▸ **DATA ROWS**:
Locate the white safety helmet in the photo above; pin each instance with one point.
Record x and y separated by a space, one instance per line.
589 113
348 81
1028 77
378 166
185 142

▸ **SHORT PROBLEM**: Rewrite these items with every "instance" changed to "occurrence" and everything else left as it is.

▸ **TASK ANSWER**:
Locate the white safety helmet in the photo above; pin each occurrence with one point.
Record x and y separated by a space, one occurrence per line.
589 113
348 81
1028 77
378 166
185 142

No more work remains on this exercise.